> **Source text**:
....

When the Toll Brothers move forward with their plan for a 324-unit senior residential community on the 230-acre parcel on which the Glen Ellen Country Club has sat for 54 years, another era will have ended – that of the Charles Ladies’ Golf League. The group of 40 women, including eight “subs,” who played every Wednesday afternoon, met for a final farewell in late October with a dinner at Restaurant 45 in Medway.
The League was established in 1976, when Mary Ariel, a local golfer, and Dan Cross, the pro at Glen Ellen Country Club, invited the wives and friends of the Charles Men’s League to join the afternoon league, which started at 3:15 p.m. with foursomes playing into the evening. The women were offered the use of The Charles Restaurant as an “after golf” location, and Don Cross donated fifty cents of his $3 greens fee for each member who wanted to learn to play golf.
Sue Locklin, who’s lived in Millis since 1960, found the ladies’ golf league after the premature passing of her husband, then the Chief of Police in Millis.
“I wanted to do something different, that we didn’t do together,” says Locklin. She asked her friend Janet Walsh, then a school secretary for the Clyde Brown Elementary School, if she’d be interested in taking golf lessons through the Millis Recreation Department. Once they learned, she says, “we wanted to join the league, and they were happy to have us.”
“They were so nice to us, patient, and we were swinging and swinging, and sometimes, it would take 16 shots to get to the hole,” says Walsh.
The golf league was a blessing to the women, who’d grown up viewing the sport as male dominated, as well as one only wealthy people played.
“It was something to look forward to. It was outside; it was good exercise, and there were some wonderful people, and the older people and the younger people intermixing – I think it keeps everybody younger,” says Locklin.
Walsh equates losing the golf league to losing a good friend.
“I joined the League in 1983 and consider my golf days some of the very best times of my life,” says Walsh, who always kept Wednesday, golf day, sacred, missing it only for family events or medical problems. “Golfers are a fun group to spend time with. Yes, we are competitive, but half the time during a game, we root for our opponent with ‘good shot,’ or ‘great putt.’ I am so glad I have had the camaraderie of my golf friends over the years.”
“I wouldn’t have met all these wonderful women if I hadn’t joined,” says Pat Diatelevi, of Millis, who has been a member of the Charles Ladies’ Golf League since 1986. “I’ve made many friends, and I’m just so sad that it’s not going to happen anymore.”
Kim Latosek, of Millis, whose father played in the men’s league, says she always appreciated that the group matched players of certain ability. Mary O’Leary, a 30-year member from Medway, agrees. “I learned how to play golf at Glen Ellen. I went from a D, to a C, to a B, to an A, and at 83, I’m back to a D,” she laughs. “I like the friendships and the attitude of the group. No matter what level, you’re accepted.”
Even the newest players, like Wendy Barry, who just joined as a sub this year, speak to the camaraderie. “This is my first year, and last. They took me under their wing,” says Barry, of Millis, who heard about the league through friends Val Hughes and Kelly O’Brien, of Holliston.
“I can’t say enough about the league,” says Holliston resident Joyce Schiff, whose house is just two miles from the Glen Ellen. “There are ladies in their 80s and ladies in their 30s and 40s, and it’s like they’ve known you forever. I’m very sad Glen Ellen is going away.”
Mary Lucey, formerly of Millis and now of Medfield, adds, “It’s all about the peeps. I can join any league, but it’s not the Charles Ladies Golf League.”
Some of the group will continue getting together as foursomes, making tee times at other golf courses such a Brookmeadow Country Club in Canton. Some of the older members, however, who don’t feel like doing the 40-minute drive home in the dark, will stop playing altogether.
And it’s something they’ll surely miss.
“Glen Ellen, it’s beautiful out there. All the years we played, the fairways have been kept up - just gorgeous,” says Walsh. “To think they’re going to tear it down and put housing up there is a little hard to understand.”

....

> **Exercise set**:
A. Decide whether each statement agrees with the article on the Charles Ladies' Golf League, answering yes or no and quoting the deciding words: (i) the League was founded in 1976; (ii) Walsh joined the League in 1986; (iii) the Glen Ellen Country Club has stood on its parcel for 54 years.
B. Print the passage of the article on the Charles Ladies' Golf League between "Sue Locklin, who’s" and "Police in Millis.", inclusive.
The material after this point is not needed.

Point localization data
....

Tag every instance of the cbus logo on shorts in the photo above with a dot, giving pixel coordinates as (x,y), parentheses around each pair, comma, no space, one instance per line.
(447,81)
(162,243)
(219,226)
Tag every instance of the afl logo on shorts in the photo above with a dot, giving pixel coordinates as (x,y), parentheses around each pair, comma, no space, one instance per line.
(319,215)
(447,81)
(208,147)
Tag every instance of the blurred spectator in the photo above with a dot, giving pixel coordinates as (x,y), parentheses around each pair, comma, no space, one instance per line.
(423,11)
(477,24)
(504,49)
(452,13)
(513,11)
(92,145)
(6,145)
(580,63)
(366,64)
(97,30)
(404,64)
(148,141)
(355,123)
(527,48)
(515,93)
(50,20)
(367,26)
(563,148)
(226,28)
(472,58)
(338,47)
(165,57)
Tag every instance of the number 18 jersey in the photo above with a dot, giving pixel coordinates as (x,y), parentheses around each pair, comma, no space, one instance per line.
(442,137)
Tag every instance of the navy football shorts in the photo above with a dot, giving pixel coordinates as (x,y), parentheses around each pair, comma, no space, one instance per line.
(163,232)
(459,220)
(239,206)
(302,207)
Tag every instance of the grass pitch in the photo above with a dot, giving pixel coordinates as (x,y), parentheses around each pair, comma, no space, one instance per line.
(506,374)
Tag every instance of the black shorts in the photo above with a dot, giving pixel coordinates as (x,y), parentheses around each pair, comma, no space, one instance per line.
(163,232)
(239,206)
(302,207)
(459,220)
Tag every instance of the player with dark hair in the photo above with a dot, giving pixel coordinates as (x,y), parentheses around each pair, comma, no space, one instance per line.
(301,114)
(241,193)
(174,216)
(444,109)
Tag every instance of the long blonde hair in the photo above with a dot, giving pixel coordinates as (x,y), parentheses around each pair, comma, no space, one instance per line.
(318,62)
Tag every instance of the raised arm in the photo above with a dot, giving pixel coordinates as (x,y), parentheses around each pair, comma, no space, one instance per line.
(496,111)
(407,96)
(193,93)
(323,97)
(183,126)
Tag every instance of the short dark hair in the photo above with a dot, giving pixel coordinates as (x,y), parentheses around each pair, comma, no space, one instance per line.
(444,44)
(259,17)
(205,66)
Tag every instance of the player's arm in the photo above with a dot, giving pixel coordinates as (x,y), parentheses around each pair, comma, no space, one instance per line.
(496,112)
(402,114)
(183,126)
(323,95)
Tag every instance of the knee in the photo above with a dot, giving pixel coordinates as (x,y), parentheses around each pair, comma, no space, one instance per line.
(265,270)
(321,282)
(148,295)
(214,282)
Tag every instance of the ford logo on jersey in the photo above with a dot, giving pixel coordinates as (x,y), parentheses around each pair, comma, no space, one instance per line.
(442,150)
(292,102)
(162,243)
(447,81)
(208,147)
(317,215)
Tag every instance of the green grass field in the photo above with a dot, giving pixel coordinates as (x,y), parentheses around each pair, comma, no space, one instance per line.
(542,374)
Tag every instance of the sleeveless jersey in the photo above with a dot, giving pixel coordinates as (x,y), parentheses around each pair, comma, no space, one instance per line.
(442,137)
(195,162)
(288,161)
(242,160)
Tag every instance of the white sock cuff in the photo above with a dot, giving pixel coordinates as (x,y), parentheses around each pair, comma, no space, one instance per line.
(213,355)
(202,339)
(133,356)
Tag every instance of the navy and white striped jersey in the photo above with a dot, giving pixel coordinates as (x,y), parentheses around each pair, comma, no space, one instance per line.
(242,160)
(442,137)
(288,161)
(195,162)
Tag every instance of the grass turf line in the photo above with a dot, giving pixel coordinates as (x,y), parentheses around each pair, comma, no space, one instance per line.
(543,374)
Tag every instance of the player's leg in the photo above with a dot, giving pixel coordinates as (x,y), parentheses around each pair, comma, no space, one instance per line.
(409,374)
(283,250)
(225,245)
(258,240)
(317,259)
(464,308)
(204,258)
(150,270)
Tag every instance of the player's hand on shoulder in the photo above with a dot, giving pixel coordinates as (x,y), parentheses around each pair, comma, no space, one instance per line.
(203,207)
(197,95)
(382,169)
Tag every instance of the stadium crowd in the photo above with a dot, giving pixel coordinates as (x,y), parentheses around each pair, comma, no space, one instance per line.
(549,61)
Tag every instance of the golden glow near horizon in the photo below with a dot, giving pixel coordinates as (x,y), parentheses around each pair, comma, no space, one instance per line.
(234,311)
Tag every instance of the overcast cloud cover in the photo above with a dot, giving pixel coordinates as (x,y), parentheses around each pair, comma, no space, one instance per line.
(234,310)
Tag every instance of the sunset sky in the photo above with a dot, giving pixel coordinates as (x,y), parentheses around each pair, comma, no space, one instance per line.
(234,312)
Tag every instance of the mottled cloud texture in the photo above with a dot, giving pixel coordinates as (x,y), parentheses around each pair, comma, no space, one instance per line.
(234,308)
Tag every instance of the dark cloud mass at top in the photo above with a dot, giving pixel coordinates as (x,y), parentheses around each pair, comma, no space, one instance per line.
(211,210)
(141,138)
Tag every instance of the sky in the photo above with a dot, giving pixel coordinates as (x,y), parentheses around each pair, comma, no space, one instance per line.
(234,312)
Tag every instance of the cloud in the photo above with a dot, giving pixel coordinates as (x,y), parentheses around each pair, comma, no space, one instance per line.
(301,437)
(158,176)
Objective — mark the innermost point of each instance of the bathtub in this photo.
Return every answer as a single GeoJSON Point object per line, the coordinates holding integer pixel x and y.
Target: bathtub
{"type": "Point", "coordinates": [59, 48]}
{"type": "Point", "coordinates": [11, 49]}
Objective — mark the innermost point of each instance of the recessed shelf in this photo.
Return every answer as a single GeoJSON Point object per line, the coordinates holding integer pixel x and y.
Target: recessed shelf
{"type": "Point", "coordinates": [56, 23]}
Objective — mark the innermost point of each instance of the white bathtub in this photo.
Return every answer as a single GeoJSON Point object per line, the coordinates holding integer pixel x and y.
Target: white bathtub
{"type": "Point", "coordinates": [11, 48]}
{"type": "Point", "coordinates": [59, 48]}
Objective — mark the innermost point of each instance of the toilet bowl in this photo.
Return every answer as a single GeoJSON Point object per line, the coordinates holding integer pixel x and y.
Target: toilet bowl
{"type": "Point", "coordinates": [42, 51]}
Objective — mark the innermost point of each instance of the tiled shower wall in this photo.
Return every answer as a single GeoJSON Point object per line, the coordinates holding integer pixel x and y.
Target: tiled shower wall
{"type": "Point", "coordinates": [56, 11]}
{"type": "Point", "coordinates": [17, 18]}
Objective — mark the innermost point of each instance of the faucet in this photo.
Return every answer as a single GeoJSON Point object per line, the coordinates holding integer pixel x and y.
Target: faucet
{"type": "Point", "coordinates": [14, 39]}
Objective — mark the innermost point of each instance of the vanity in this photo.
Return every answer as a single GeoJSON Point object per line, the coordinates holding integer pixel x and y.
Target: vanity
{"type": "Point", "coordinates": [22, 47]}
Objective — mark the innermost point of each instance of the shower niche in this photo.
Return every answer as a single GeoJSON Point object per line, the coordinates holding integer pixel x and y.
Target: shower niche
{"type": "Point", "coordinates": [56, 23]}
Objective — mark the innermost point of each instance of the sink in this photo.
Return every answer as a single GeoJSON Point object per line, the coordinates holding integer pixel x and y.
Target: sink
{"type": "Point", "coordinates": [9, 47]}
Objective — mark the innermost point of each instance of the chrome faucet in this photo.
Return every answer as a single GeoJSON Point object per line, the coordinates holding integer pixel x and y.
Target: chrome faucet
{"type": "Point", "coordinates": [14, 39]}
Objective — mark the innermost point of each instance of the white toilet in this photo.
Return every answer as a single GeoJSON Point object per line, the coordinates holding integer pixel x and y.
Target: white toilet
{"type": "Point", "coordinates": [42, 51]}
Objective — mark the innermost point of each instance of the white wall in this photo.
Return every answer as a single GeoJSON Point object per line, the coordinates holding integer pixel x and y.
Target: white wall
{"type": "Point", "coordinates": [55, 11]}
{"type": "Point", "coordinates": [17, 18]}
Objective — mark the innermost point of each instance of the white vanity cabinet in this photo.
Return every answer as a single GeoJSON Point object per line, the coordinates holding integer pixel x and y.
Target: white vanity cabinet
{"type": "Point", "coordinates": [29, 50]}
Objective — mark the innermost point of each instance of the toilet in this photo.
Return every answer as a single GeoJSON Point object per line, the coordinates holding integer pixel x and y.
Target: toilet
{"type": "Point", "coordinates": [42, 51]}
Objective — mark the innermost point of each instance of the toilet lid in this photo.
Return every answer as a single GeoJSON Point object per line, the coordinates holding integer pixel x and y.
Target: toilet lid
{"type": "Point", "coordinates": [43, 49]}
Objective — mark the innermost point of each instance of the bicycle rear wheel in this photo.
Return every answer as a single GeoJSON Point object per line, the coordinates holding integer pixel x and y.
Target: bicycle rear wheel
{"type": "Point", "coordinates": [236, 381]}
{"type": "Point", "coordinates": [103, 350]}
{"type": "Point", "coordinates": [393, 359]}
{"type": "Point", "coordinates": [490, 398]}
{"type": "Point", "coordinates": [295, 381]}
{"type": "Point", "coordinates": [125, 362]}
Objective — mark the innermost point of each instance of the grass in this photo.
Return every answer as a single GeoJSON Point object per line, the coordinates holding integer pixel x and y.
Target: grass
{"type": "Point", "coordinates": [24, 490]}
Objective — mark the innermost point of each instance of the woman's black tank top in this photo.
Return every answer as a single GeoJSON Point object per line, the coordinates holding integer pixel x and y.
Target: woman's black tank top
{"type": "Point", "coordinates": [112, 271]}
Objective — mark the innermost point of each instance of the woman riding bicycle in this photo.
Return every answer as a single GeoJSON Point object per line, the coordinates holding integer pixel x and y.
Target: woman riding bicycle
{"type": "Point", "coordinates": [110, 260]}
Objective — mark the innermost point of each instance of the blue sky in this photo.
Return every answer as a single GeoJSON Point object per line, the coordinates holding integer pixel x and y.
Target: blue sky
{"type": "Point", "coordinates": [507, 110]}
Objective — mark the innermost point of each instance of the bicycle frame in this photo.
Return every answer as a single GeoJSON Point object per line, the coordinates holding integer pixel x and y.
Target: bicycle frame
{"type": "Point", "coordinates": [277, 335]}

....

> **Exercise responses**:
A.
(i) Yes: "The League was established in 1976"
(ii) No: "I joined the League in 1983"
(iii) Yes: "on which the Glen Ellen Country Club has sat for 54 years"

B.
Sue Locklin, who’s lived in Millis since 1960, found the ladies’ golf league after the premature passing of her husband, then the Chief of Police in Millis.